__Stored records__
————
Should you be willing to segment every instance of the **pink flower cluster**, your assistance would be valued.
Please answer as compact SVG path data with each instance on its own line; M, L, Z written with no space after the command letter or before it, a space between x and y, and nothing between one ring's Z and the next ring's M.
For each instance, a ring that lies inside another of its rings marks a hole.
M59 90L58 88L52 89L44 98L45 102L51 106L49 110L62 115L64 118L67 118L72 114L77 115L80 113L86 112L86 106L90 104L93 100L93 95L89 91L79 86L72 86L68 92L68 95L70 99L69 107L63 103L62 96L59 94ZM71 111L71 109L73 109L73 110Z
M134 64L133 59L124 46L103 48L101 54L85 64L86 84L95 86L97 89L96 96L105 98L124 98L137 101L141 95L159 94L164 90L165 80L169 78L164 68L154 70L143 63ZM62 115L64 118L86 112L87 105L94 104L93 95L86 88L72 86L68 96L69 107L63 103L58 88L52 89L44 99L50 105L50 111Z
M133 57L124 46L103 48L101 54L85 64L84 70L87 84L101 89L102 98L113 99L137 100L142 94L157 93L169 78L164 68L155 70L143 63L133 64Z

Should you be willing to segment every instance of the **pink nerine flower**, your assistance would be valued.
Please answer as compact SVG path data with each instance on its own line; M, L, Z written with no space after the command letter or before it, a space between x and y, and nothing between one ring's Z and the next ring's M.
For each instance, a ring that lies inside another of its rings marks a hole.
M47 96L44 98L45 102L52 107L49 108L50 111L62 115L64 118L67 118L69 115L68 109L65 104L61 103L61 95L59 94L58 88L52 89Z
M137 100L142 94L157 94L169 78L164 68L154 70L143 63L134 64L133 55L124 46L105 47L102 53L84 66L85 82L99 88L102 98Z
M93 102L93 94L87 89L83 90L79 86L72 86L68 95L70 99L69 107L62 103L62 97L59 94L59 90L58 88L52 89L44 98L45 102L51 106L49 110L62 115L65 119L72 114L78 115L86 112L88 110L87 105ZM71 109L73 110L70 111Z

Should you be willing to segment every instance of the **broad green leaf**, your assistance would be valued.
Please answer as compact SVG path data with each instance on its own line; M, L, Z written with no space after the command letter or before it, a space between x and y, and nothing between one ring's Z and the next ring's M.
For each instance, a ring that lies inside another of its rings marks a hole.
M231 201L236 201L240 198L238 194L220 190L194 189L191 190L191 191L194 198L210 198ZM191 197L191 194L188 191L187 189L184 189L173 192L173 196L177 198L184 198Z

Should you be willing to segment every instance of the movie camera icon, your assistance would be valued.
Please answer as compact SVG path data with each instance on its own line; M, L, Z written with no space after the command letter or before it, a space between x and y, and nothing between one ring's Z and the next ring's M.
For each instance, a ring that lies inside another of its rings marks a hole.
————
__Exercise brief__
Reproduce every one of the records above verbatim, preserving each line without alteration.

__Solution to this task__
Should you be willing to segment every instance of the **pink flower cluster**, your assistance would be valued.
Please answer as compact SVG path data with each instance on its own line; M, L, Z written with no space after the command letter or before it, a space between x and y, and nothing between one ring's Z and the next ring's M.
For each instance, a ring that lies inside another of its rings marks a hole.
M59 90L58 88L52 89L44 98L45 102L51 106L49 110L62 115L64 118L67 118L72 114L77 115L80 113L86 112L86 106L90 104L93 100L93 95L89 91L79 86L72 86L68 92L68 95L70 99L69 107L63 103L62 96L59 94ZM71 111L71 109L73 109L73 110Z
M134 64L133 59L124 46L103 48L101 54L85 64L86 84L95 86L97 89L96 96L105 98L124 98L137 101L141 95L159 94L164 90L165 80L169 78L164 68L154 70L143 63ZM62 115L64 118L86 112L87 105L94 104L93 95L86 88L72 86L68 96L69 107L63 103L58 88L52 89L44 99L50 105L50 111Z
M133 57L124 46L103 48L101 54L85 64L84 70L87 84L101 89L102 98L113 99L137 100L142 94L157 93L169 78L164 68L155 70L143 63L133 64Z

Should you be willing to segment every instance of the **pink nerine flower**, your assistance would be valued.
Please answer as compact SVG path data with each instance on its own line; M, L, Z written with no space after the command letter or before it, a space between x and y, and nothing between one ring's Z and the next ring's M.
For each instance, a ring that lies inside another of its rings marks a hole.
M47 96L44 98L45 102L52 107L49 108L50 111L62 115L64 118L67 118L69 115L68 109L65 104L61 103L61 95L59 94L58 88L52 89Z
M137 100L142 94L157 94L169 78L164 68L154 70L143 63L134 64L133 55L124 46L105 47L102 53L84 66L85 82L99 88L102 98Z
M93 102L93 94L87 89L83 90L79 86L72 86L68 95L70 99L69 107L62 103L62 97L59 94L59 90L58 88L52 89L44 98L45 102L51 106L49 110L62 115L65 119L72 114L78 115L86 112L88 110L87 105ZM71 109L73 110L70 111Z

Should you be willing to segment every instance of the **broad green leaf**, your assistance would be valued.
Please answer as compact SVG path data with each instance on its own line; M, L, Z written with no space after the command letter or before it, a space between x and y, and nothing between one ring's Z and the next ring's M.
For each instance, a ring that lies inside another of its rings marks a hole.
M231 201L236 201L240 198L238 194L220 190L194 189L191 190L191 191L194 198L210 198ZM191 197L191 194L188 191L187 189L184 189L173 192L173 196L177 198L184 198Z

Should you be willing to segment every instance of the movie camera icon, your assistance would be valued.
Please answer as compact SVG path data with each instance on its own line; M, L, Z written with no space after the command letter or before it, a space between x and y, and nothing between one ring's Z and the next ring's M.
For each instance, a ring that lies inside another of its rings marks a hole.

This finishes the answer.